§ Short task 1
In the role description, rewrite the passage starting at "Your father was" and ending at "prevent further decay.", replacing "letter" with "notice".
§ Short task 2
According to the role description, in what year did the father leave East Germany?

§ Reading passage
┌──
You are a successful 48-year-old businessman living in Nürnberg, Bavaria, with ties to the conservative Christian Social Union (CSU), the sister party of the CDU (the ruling party of chancellor Helmuth Kohl). You and your wife are devout Catholics and have four grown children. As a Catholic, you are vehemently opposed to abortion. While the children were little, your wife did not work but stayed at home and raised the children.

Your father was a staunch anti-Communist who left East Germany with you and your mother in 1952. Your father has never gotten over the loss of his home in Jena and is ecstatic about new restitution laws. He is now able to reclaim his long lost property. He has written a letter to the families that now reside in his house, informing them of his intent to renovate and upgrade the property to prevent further decay.
└──
§ Recorded data
┌──
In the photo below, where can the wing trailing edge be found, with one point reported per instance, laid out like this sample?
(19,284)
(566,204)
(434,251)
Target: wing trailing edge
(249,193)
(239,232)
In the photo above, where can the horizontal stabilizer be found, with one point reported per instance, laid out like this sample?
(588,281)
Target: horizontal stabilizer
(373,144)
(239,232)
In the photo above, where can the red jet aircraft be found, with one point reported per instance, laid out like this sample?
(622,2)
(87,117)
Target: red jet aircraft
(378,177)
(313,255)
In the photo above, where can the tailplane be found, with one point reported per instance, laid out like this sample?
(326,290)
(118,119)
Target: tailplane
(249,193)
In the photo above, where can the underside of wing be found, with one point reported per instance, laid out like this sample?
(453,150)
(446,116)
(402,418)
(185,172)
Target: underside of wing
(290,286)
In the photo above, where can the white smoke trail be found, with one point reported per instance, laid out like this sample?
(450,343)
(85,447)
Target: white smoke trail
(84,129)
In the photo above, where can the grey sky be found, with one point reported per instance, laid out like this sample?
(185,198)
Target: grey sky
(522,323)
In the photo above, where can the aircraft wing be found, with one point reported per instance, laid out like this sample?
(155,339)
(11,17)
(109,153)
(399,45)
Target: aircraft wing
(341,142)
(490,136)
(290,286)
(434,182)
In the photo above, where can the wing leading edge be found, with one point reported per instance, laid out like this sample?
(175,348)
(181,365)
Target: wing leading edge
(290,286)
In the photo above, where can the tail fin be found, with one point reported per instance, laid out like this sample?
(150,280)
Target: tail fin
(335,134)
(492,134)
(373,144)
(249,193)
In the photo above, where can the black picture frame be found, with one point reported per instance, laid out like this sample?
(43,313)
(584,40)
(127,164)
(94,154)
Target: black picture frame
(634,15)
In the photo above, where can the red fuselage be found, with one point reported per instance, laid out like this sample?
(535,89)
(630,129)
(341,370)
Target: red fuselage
└──
§ Full response 1
Your father was a staunch anti-Communist who left East Germany with you and your mother in 1952. Your father has never gotten over the loss of his home in Jena and is ecstatic about new restitution laws. He is now able to reclaim his long lost property. He has written a notice to the families that now reside in his house, informing them of his intent to renovate and upgrade the property to prevent further decay.

§ Full response 2
1952